• [What the task asks]
Please retype the records below exactly as they appear, leaving out every picture.
-- Opening Marker --
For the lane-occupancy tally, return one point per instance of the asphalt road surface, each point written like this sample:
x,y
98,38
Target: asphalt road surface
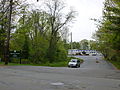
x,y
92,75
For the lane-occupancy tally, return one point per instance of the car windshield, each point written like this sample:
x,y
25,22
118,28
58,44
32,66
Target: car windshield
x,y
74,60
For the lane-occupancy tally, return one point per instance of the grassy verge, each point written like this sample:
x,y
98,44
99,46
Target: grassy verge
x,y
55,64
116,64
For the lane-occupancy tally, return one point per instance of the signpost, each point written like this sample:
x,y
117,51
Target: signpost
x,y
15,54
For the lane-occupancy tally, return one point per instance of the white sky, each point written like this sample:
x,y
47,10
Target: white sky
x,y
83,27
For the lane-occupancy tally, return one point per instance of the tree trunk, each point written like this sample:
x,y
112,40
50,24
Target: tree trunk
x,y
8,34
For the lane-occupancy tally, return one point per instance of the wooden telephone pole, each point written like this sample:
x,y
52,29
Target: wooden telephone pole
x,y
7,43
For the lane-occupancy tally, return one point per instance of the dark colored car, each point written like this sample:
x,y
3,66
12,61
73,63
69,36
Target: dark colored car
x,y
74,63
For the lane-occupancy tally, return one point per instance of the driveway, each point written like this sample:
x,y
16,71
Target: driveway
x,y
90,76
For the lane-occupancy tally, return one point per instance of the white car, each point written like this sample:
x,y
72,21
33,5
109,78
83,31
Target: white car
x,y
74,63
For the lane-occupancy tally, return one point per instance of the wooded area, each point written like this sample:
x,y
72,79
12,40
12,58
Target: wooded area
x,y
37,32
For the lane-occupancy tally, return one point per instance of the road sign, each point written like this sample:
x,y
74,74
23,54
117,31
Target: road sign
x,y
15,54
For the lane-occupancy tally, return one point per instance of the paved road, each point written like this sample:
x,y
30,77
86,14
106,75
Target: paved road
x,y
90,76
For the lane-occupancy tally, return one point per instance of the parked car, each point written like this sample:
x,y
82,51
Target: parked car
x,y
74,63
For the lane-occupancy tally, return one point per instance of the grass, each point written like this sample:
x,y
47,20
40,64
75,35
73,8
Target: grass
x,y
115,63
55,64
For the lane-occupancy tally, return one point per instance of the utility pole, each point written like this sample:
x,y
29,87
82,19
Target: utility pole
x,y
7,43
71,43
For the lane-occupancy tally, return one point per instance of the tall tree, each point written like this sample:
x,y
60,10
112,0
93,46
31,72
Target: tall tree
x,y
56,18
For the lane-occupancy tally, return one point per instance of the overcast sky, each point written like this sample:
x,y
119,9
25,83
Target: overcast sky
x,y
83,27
-- Closing Marker --
• [Answer box]
For the lane-occupancy tally, return one point per instance of the asphalt road surface, each point written like this sample:
x,y
98,38
Target: asphalt road surface
x,y
92,75
For the lane-occupancy tally, return one point per instance of the car windshield, each point written like this sample:
x,y
25,22
118,28
58,44
32,66
Target: car windshield
x,y
74,60
For the lane-occupancy tally, return one point per instance of the grassy verge, each point written like this sample:
x,y
98,44
99,46
Target: grassy verge
x,y
55,64
116,64
For the lane-occupancy tally, return one point per instance of the signpost, each point written like this sample:
x,y
117,51
Target: signpost
x,y
15,54
For the lane-occupancy tally, return one point per instance of the white sky, each point written like this sample:
x,y
47,10
Target: white sky
x,y
83,27
For the lane-occupancy tally, return one point per instance of the tree trunk, each point written like this sample:
x,y
112,40
50,24
Target: tree trunk
x,y
8,34
For the lane-occupancy tally, return one point per instance of the wooden telephone pole, each point written like this sample:
x,y
52,29
Target: wooden telephone pole
x,y
7,43
For the lane-occupancy tally, return one point per instance of the dark colored car, each point written like this sample:
x,y
3,66
12,61
73,63
69,36
Target: dark colored car
x,y
74,63
For the lane-occupancy tally, return one point per instance of the driveway, each point written like this sample:
x,y
16,71
Target: driveway
x,y
90,76
For the lane-occupancy tally, return one point per instance of the white car, each point written like this sample:
x,y
72,21
33,5
109,78
83,31
Target: white car
x,y
74,63
For the lane-occupancy tally, return one point per instance of the wooded area, each point written like this sample:
x,y
72,79
12,40
12,58
Target: wooded area
x,y
37,32
For the lane-occupancy tally, return one point per instance of the road sign, each point written like this sample:
x,y
74,74
23,54
117,31
Target: road sign
x,y
15,54
For the lane-occupancy tally, return one point per instance of the paved road, each point written like this sample:
x,y
30,77
86,14
106,75
Target: paved road
x,y
90,76
For the lane-occupancy tally, return one point per instance of the parked car, each point written like this sample:
x,y
82,51
Target: parked car
x,y
74,63
For the lane-occupancy tally, return one point per instance of the grass, each point written like this sample:
x,y
47,20
40,64
75,35
73,8
Target: grass
x,y
115,63
55,64
For the lane-occupancy tally, return one point per instance of the utility pole, each point written like this sample:
x,y
29,87
82,19
Target: utility pole
x,y
7,43
71,43
For the lane-occupancy tally, return one point per instance of the tall tree, each point written like this sample:
x,y
60,10
112,0
93,46
31,72
Target: tall tree
x,y
56,18
For the lane-occupancy tally, return one point per instance of the overcast sky, each point written like this sample:
x,y
119,9
25,83
Target: overcast sky
x,y
83,27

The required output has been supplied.